--- What the task asks ---
Transcribe the entries, keeping every character the same.
——
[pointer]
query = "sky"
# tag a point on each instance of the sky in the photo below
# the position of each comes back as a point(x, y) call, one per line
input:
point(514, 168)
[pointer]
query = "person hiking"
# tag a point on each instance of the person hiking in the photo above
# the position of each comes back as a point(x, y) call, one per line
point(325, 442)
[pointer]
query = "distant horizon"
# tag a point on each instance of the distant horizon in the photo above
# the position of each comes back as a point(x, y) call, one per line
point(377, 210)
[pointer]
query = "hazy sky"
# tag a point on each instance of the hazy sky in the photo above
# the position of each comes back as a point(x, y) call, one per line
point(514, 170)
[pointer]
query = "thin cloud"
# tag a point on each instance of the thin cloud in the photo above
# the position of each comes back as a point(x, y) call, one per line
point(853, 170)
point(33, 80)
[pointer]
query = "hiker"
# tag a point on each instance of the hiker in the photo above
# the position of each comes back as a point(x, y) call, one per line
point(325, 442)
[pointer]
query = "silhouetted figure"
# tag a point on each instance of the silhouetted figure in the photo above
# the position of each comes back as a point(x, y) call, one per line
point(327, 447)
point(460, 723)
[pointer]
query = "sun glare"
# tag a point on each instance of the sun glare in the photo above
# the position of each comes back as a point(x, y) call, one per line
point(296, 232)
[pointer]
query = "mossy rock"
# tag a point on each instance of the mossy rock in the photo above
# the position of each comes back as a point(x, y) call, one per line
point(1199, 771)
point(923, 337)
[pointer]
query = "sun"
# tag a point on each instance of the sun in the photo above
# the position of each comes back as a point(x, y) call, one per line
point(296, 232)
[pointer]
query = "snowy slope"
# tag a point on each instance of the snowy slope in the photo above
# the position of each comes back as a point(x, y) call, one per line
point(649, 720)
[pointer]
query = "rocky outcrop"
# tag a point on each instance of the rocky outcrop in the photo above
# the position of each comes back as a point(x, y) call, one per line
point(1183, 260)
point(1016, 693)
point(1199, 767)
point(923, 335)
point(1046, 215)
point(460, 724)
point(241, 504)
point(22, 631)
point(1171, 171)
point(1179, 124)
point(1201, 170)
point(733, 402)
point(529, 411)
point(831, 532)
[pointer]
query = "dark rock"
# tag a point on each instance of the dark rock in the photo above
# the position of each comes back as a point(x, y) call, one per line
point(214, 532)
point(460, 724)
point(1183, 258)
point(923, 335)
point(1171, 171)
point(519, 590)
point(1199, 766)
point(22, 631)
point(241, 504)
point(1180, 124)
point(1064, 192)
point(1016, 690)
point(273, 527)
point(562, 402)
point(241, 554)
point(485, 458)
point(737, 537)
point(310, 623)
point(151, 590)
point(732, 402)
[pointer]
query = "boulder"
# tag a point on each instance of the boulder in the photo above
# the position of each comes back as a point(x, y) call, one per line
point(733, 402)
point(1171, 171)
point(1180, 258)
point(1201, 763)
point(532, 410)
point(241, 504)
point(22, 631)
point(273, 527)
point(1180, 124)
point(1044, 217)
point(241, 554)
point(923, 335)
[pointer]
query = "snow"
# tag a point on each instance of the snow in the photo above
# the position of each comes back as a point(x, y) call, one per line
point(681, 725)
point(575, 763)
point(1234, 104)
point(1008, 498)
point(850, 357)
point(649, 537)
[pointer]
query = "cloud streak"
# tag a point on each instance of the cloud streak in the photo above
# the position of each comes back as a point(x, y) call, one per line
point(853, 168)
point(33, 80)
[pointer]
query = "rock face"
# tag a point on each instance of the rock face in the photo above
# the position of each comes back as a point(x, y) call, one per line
——
--- Task result ---
[pointer]
query = "sky"
# tag a point on each instance of the sky in the photo below
# the position of each comes back as a point(x, y) call, one per line
input:
point(514, 168)
[pointer]
query = "person hiking"
# tag a point on each instance of the person hiking in the photo above
# the position of each comes back as a point(x, y) call, one per line
point(325, 442)
[pointer]
query = "distant horizon"
# tag a point on each instance of the distant horizon in the photo above
# the position of each comes back as a point(x, y) call, one per line
point(377, 210)
[pointer]
query = "hazy sky"
# tag a point on each instance of the hazy sky in the photo above
# the position of each comes back as a point(x, y) call, one per line
point(514, 170)
[pointer]
query = "thin cloud"
# tag a point on each instance of the thin cloud in the photo above
# the position of each comes back as a point(x, y) call, one per line
point(853, 170)
point(33, 80)
[pointer]
query = "hiker"
# tag a point on each instance of the hiker in the photo above
# the position of each comes back as a point(x, y) call, one per line
point(325, 442)
[pointer]
query = "silhouetted figure"
# tag a point on each instance of the silhouetted figure in the photo above
# the position of each comes back as a point(x, y) call, one per line
point(327, 447)
point(460, 723)
[pointer]
query = "sun glare"
# tag a point on each instance of the sun glare in the photo above
# the position of each comes back as a point(x, y) call, one per line
point(296, 232)
[pointer]
query = "mossy rock"
# tag a point on each instance of the mossy rock in the photo above
# the position of each comes back as a point(x, y) call, one per line
point(1199, 771)
point(923, 337)
[pointer]
query = "sun"
# tag a point on each instance of the sun in the photo above
# the position of each comes back as a point(x, y) call, one per line
point(296, 232)
[pointer]
query = "snowy slope"
# tag a point on each instance of the snowy slope in the photo above
# the position of each comes back as a point(x, y) call, one per line
point(649, 720)
[pointer]
query = "rocky outcrop"
# tag a point on each instance of the rocky outcrop in the photo above
# the position of each comes back as a point(x, y) call, one per line
point(1183, 260)
point(1016, 693)
point(1199, 767)
point(923, 335)
point(1046, 215)
point(460, 724)
point(241, 504)
point(22, 631)
point(1171, 171)
point(1179, 124)
point(1201, 170)
point(733, 402)
point(529, 411)
point(831, 532)
[pointer]
query = "dark rock"
# tag a point on each instance of the dark rock in the photo above
# the position of each comes back as a point(x, y) call, one per line
point(214, 532)
point(460, 724)
point(1183, 258)
point(923, 335)
point(1171, 171)
point(519, 590)
point(1199, 766)
point(22, 631)
point(241, 504)
point(1180, 124)
point(1064, 192)
point(1016, 690)
point(273, 527)
point(562, 402)
point(241, 554)
point(485, 458)
point(737, 537)
point(310, 623)
point(151, 590)
point(732, 402)
[pointer]
query = "boulder"
# tag a point on each instance of the boulder in the photo above
# the position of each comes back as a point(x, y) call, one per line
point(733, 402)
point(1171, 171)
point(1180, 258)
point(1201, 763)
point(532, 410)
point(241, 504)
point(22, 631)
point(273, 527)
point(1180, 124)
point(1044, 217)
point(241, 554)
point(923, 335)
[pointer]
query = "snow"
# tag a point on each instance of the snow in the photo above
# the position of each comes back as a point(x, y) call, one per line
point(681, 725)
point(575, 763)
point(1234, 104)
point(1008, 498)
point(850, 357)
point(649, 537)
[pointer]
query = "cloud streak"
# tag a point on each instance of the cloud streak in the photo above
# the position of each comes back as a point(x, y) call, one per line
point(853, 168)
point(33, 80)
[pointer]
query = "rock face"
# tag a point on each instance of the rock face in the photo above
# the position of each comes back as a point(x, y) call, one per line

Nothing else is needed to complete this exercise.